Please reproduce every entry below word for word, omitting the pictures from your answer.
+++ WORKING DATA +++
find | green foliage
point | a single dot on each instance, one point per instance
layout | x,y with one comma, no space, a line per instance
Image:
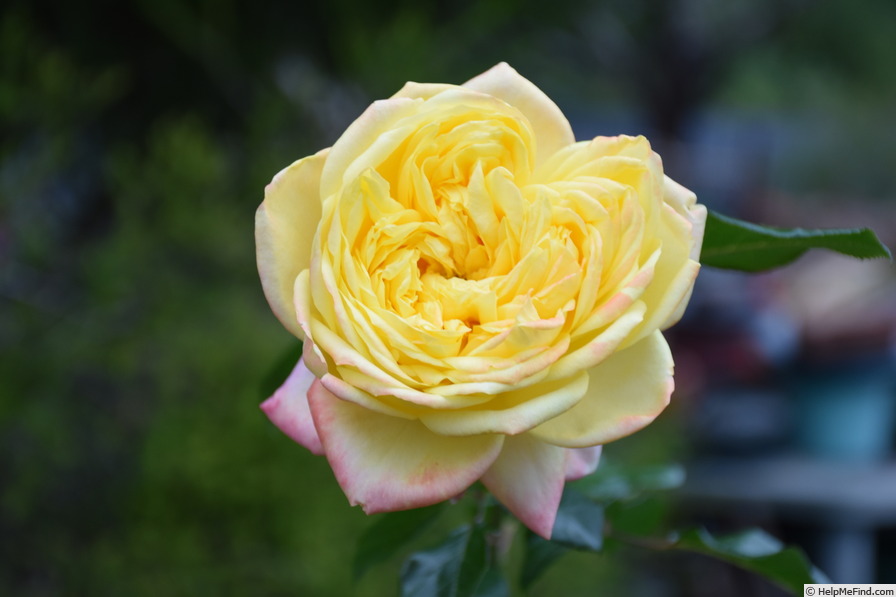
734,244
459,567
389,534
+++
ANSWER FOR THIS EXERCISE:
find | green foliage
point | a single dot on each instance, one point per instance
layout | x,y with one comma, no space, a line per instance
Image:
734,244
459,567
389,534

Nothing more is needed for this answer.